#### [DOCUMENT SECTION]

- Opening Delimiter -

I'm translating a text from Sanskrit, which has a singular/plural (and, actually, dual) distinction in the second person. It has long been the custom in English translation to render the 2nd singular with 'thou', etc. and the 2nd plural with 'ye/you', etc., as in Early Modern English (EModE). This creates a suitably archaic and liturgical feel to the translation.
But I've come unstuck with the phrase 'may you be covered'. If I want to replace 'you' with 'thou', should 'may' become 'mayest' or not?
My feeling is that 'may' is functioning as an auxiliary here. In Modern English, we say 'he likes it', but 'may he like it'. We do not say 'mays he like it', the 'may' is not a finite verb. So I would expect the same to apply to EModE.
However, we would also apply the same logic to 'should'. We would say 'Has he eaten of the tree, whereof I commanded him that he should not eat?', not '... that he shoulds not eat?'. And so I would have expected, applying that logic, to find '... that thou should not eat?'. And yet we have in Genesis:
And he said, Who told thee that thou wast naked? Hast thou eaten of the tree, whereof I commanded thee that thou shouldest not eat?
(Genesis 3:11)
Which leads me to question whether the may would be finite and agree with thou, or not. Should it be 'mayest thou be covered' or 'may thou be covered', and why? This, to be clear, is in the sense of an imperative: 'Be covered!' - only softer.
Answer
Generally, you would use mayest with thou. Modal verbs (mayest, might, wilt, wouldst, canst, couldst, shalt, shouldst) were conjugated only in 2nd person singular.
The question is whether you still use mayest if the sentence is in the subjunctive mood, or whether you use the bare infinitive may. With main verbs, the subjunctive mood used the bare infinitive, even in 2nd person singular. Did modal verbs obey the same rules?
The evidence from Shakespeare (one of the two standard exemplars of Early Modern English) is that they did not. Even in constructions we would expect to be in the subjunctive mood, modal verbs are still conjugated by adding an -est. Shakespeare used mayst thou 16 times, and never once used may thou. And the following are clearly wishes:
O Imogen, safe mayst thou wander, safe return again!
In dreadful war mayst thou be overcome,
Or live in peace abandon'd and despised!
long mayst thou live
To bear his image and renew his glories!
Hermia, sleep thou there:
And never mayst thou come Lysander near!
Of all say'd yet, mayst thou prove prosperous!
Of all say'd yet, I wish thee happiness!
Ill mayst thou thrive, if thou grant any grace!
Long mayst thou live to wail thy children's loss;
Long mayst thou live in Richard's seat to sit,
And soon lie Richard in an earthly pit!
The last of these examples pairs "mayst thou live" with the subjunctive "soon lie Richard" (not "lies"), so we see that "mayst" was used here in parallel with the subjunctive mood for a non-modal verb.
Your quote from Genesis uses thou shouldest in a context that should be in the subjunctive and Tim Romano has found mayest thou for a wish, that would normally be in the subjunctive mood. My conclusion is that in Middle English, for auxiliary verbs, the conjugation was still "thou mayest", "thou shouldest" and so forth, even in the subjunctive. As more support for this conclusion, Shakespeare wrote
How dearly would it touch me to the quick,
Shouldst thou but hear I were licentious
And that this body, consecrate to thee,
By ruffian lust should be contaminate!
and clauses starting should always have a counterfactual meaning, something which normally triggers the subjunctive mood.
So use mayest thou.
One more thing—today hardly anybody understands the details of Middle English grammar, so hardly any of your readers will even notice if you use the wrong verb form.

- Closing Delimiter -

#### [INFORMATION]

- Opening Delimiter -

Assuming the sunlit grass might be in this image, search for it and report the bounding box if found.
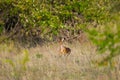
[0,42,120,80]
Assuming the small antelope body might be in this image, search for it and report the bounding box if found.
[60,39,71,55]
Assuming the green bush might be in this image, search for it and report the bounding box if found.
[0,0,109,38]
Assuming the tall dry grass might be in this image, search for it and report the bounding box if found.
[0,41,120,80]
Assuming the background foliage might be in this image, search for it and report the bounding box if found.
[0,0,120,64]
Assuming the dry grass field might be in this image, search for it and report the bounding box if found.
[0,41,120,80]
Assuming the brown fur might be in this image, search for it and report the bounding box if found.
[60,39,71,55]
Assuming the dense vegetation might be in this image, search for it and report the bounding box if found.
[0,0,120,65]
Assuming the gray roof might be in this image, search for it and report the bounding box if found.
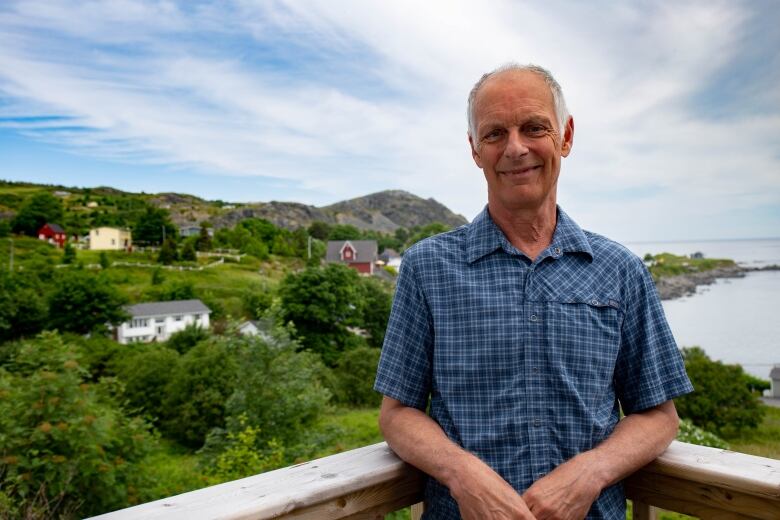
[125,300,211,318]
[325,240,378,263]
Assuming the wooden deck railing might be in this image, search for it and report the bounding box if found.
[96,441,780,520]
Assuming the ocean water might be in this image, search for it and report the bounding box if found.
[625,239,780,379]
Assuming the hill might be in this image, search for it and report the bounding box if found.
[0,181,467,233]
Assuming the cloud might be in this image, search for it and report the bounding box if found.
[0,0,780,238]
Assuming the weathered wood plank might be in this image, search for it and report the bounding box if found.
[625,471,780,520]
[91,442,780,520]
[87,442,422,520]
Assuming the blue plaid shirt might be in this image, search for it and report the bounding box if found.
[375,208,693,520]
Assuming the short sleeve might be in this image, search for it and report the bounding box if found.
[374,251,433,410]
[615,258,693,414]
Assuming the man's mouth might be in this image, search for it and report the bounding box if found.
[498,164,542,175]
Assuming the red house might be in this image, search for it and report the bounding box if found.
[38,223,67,247]
[325,240,378,274]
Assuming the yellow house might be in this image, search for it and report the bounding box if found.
[89,227,133,250]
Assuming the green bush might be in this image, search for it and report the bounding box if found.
[675,347,764,438]
[677,419,729,449]
[116,343,179,423]
[160,338,237,448]
[0,333,154,518]
[333,347,382,406]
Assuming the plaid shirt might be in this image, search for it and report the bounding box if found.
[375,208,693,520]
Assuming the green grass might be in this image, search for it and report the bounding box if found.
[726,406,780,459]
[650,253,736,280]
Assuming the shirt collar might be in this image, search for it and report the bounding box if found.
[466,206,593,263]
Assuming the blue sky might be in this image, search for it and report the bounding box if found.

- Closing Delimiter -

#### [WHAT TO DO]
a. Translate this sentence from the discussion of "mayest thou" into French: "Shakespeare used mayst thou 16 times, and never once used may thou."
b. Copy the stretch of the discussion of "mayest thou" from "The evidence from" through "grant any grace!".

#### [ANSWERS FOR THE TASKS]
a. Shakespeare a employé mayst thou 16 fois, et n'a jamais employé may thou une seule fois.

b.
The evidence from Shakespeare (one of the two standard exemplars of Early Modern English) is that they did not. Even in constructions we would expect to be in the subjunctive mood, modal verbs are still conjugated by adding an -est. Shakespeare used mayst thou 16 times, and never once used may thou. And the following are clearly wishes:
O Imogen, safe mayst thou wander, safe return again!
In dreadful war mayst thou be overcome,
Or live in peace abandon'd and despised!
long mayst thou live
To bear his image and renew his glories!
Hermia, sleep thou there:
And never mayst thou come Lysander near!
Of all say'd yet, mayst thou prove prosperous!
Of all say'd yet, I wish thee happiness!
Ill mayst thou thrive, if thou grant any grace!